* **Excerpted passage**:
┌──

Global perspective on the study of Arctic water systems

Associate Professor of Resource Management in Arctic Environment Ali Torabi Haghighi came to the field of Arctic studies via an unusual path. Haghighi worked for years in the field of water resources engineering and lectured in his native Iran. Relocating to Finland presented him with both challenges and inspiration.

Associate Professor of Resource Management in Arctic Environment

Water resources specialist Ali Torabi Haghighi first arrived in Oulu in November 2009. He had been accepted as a researcher and PhD student in water and geo-environmental engineering at the University of Oulu. Exiting a small plane at Oulu Airport, he was surprised by the northern darkness. Immediately, he felt the shudder of cold travel through him. Compared to his warm and sunny native city of Shiraz, Iran, this was a harsh welcome.

Adapting to the new climate and new working and teaching conditions was not easy. A further challenge was to help his family settle in Oulu.

“Different language, different people, different culture… It was very, very difficult to manage everything at first,” Torabi Haghighi recalls.

Torabi Haghighi came to Oulu to pursue his interest in the environmental impact assessment of dams and hydropower. He has taught numerous courses at the Faculty of Technology since 2010. He completed his doctoral degree in 2014 and subsequently continued in the faculty as a researcher. Furthermore, he became the leader of the Hydrosystems Engineering and Management research group in 2019.

“Step by step I started to warm up to the system. I was very well accepted, and people at the university supported me as much as possible. I would say that particularly Bjørn Kløve, my professor, helped me out a lot,” he remembers.

During his career, Torabi Haghighi’s interdisciplinary research has covered a wide range of scientific fields, including water resource management, environmental engineering, land surface processes modelling, remote sensing, data mining and geotechnical engineering. In his PhD, he analysed lake and river flow regime alteration to assess the impacts of hydraulic structures, using the River Nile among others as a case study.

After a decade spent in Oulu, a new opportunity within the university opened for Torabi Haghighi. In 2020, he was appointed Associate Professor of Resource Management in Arctic Environment. The tenure is part of the Arctic Interactions and Global Change profile area.

From engineer to researcher

Growing up in southern Iran during the Iran-Iraq War of the 1980s, Torabi Haghighi did not enjoy an easy start in life. Driven by curiosity and hard work, he ended up studying civil engineering in the Power and Water University of Technology (PWUT) in Tehran, Iran. The experience had a defining impact in his decision to pursue a career in the academic world. Inspiring teachers and professors encouraged their students to visit hydrological structures around the country and to engage in field work.

“PWUT’s professors got us excited about water issues and encouraged us to solve problems. For example, instructed by Professor Amir Reza Zarrati, we measured and calculated sediment rates in a river. Doing these things and meeting all these great people was perhaps the best time in my life and influenced my future career significantly,” Torabi Haghighi says.

After graduating in civil engineering with a focus on dams and hydropower, Torabi Haghighi worked at the Doroudzan dam in Iran. He pursued his Master studies in the field of soil mechanics and foundation in Kerman University under the supervision of Professor Seyed Morteza Marandi. Subsequently, he started to teach at the Islamic Azad University and work for the Iranian Ministry of Energy.

└──

* **Complete the following**:
a. Decide whether each statement agrees with the profile of Ali Torabi Haghighi, answering yes or no and quoting the words that settle it: (i) Torabi Haghighi first arrived in Oulu in November 2009. (ii) He completed his doctoral degree in 2010. (iii) He did his Master studies at Kerman University.
b. Reproduce the profile of Ali Torabi Haghighi between "Growing up in" and "Torabi Haghighi says.", inclusive.
The data that come next are separate material, unrelated to the profile of Ali Torabi Haghighi.

* **Record extracts**:
┌──

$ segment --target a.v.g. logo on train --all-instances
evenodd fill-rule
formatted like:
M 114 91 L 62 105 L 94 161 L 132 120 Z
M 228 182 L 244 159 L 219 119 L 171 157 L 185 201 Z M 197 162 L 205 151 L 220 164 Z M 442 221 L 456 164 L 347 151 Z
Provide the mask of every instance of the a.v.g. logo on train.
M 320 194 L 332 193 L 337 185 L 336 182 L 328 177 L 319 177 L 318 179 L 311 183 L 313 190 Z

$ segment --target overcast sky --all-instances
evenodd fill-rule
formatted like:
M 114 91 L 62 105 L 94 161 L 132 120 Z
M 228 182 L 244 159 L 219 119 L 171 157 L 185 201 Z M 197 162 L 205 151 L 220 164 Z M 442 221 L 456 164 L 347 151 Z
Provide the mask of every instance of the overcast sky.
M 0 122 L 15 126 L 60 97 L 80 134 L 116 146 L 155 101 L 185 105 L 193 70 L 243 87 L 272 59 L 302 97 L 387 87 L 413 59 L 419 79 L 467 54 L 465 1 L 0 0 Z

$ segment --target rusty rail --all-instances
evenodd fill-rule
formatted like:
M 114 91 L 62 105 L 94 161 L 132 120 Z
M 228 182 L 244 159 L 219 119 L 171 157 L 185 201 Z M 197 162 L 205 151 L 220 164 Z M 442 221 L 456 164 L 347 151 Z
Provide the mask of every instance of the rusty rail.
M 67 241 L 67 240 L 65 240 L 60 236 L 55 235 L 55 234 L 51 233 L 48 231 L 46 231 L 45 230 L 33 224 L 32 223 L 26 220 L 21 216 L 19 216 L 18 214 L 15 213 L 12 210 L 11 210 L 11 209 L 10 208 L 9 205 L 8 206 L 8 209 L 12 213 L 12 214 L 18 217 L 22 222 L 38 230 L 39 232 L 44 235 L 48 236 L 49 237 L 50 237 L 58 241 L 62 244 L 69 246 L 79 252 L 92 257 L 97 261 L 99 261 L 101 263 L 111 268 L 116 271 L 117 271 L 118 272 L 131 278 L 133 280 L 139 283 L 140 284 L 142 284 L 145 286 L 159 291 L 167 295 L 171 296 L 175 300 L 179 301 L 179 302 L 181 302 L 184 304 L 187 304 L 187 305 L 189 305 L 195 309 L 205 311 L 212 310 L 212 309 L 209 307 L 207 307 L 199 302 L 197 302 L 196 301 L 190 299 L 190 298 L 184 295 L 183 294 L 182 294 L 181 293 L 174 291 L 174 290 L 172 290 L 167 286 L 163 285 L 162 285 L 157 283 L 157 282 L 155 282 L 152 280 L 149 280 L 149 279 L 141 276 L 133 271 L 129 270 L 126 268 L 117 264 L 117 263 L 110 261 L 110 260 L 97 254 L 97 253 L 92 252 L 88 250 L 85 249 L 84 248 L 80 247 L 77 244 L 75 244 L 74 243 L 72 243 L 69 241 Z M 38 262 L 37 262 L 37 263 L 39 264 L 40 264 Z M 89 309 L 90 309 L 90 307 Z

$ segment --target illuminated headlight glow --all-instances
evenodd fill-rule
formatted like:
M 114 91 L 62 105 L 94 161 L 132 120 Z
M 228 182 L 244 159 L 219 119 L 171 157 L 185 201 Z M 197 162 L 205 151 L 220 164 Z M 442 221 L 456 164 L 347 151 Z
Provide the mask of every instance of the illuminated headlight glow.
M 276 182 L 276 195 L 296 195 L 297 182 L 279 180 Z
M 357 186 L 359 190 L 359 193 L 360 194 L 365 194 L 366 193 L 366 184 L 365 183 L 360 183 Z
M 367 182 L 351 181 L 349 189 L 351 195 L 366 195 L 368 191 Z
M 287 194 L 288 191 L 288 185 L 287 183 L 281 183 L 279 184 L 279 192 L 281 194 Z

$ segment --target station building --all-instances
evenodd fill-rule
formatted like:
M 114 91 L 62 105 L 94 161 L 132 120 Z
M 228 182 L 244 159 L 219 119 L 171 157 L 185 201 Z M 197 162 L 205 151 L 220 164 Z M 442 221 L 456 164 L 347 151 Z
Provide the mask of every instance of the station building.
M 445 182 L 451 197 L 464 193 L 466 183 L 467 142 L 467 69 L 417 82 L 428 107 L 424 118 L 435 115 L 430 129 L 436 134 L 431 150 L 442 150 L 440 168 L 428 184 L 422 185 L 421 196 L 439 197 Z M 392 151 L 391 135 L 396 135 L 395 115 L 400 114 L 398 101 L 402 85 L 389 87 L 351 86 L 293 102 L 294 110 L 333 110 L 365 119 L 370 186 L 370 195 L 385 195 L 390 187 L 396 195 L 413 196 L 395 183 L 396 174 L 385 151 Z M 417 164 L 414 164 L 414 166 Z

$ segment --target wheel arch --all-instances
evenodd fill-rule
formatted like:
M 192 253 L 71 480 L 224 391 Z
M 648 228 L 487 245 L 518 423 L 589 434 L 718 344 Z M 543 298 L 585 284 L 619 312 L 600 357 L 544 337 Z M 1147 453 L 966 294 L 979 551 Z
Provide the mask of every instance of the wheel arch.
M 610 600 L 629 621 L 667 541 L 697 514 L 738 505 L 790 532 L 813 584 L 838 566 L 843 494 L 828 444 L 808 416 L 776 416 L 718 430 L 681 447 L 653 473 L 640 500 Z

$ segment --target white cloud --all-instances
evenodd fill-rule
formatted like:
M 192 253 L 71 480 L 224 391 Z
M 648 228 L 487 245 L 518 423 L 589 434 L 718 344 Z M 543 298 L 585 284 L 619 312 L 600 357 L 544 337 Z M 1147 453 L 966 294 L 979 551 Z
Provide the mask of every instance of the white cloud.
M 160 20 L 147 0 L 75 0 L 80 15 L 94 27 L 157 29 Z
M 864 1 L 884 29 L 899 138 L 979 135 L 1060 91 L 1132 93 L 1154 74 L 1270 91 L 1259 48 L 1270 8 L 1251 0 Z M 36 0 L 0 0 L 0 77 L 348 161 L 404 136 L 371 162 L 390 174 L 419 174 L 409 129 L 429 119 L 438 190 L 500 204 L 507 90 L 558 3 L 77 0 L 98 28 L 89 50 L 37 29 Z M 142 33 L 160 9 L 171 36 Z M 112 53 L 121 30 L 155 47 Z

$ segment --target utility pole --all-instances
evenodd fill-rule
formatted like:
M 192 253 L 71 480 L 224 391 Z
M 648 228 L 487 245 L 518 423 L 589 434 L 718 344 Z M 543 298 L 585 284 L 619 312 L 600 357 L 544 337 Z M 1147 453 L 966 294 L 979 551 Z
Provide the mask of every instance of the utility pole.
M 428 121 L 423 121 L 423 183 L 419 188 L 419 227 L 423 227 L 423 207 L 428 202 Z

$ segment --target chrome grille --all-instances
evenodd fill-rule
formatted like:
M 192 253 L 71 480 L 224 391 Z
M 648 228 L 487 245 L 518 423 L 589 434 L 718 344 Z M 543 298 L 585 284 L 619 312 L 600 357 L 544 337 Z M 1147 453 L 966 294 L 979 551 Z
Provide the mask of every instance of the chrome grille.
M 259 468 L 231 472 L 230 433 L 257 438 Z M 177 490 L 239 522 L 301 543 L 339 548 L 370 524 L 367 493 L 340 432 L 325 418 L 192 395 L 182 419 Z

└──

* **Responses**:
a.
(i) Yes: "Water resources specialist Ali Torabi Haghighi first arrived in Oulu in November 2009."
(ii) No: "He completed his doctoral degree in 2014"
(iii) Yes: "He pursued his Master studies in the field of soil mechanics and foundation in Kerman University"

b.
Growing up in southern Iran during the Iran-Iraq War of the 1980s, Torabi Haghighi did not enjoy an easy start in life. Driven by curiosity and hard work, he ended up studying civil engineering in the Power and Water University of Technology (PWUT) in Tehran, Iran. The experience had a defining impact in his decision to pursue a career in the academic world. Inspiring teachers and professors encouraged their students to visit hydrological structures around the country and to engage in field work.

“PWUT’s professors got us excited about water issues and encouraged us to solve problems. For example, instructed by Professor Amir Reza Zarrati, we measured and calculated sediment rates in a river. Doing these things and meeting all these great people was perhaps the best time in my life and influenced my future career significantly,” Torabi Haghighi says.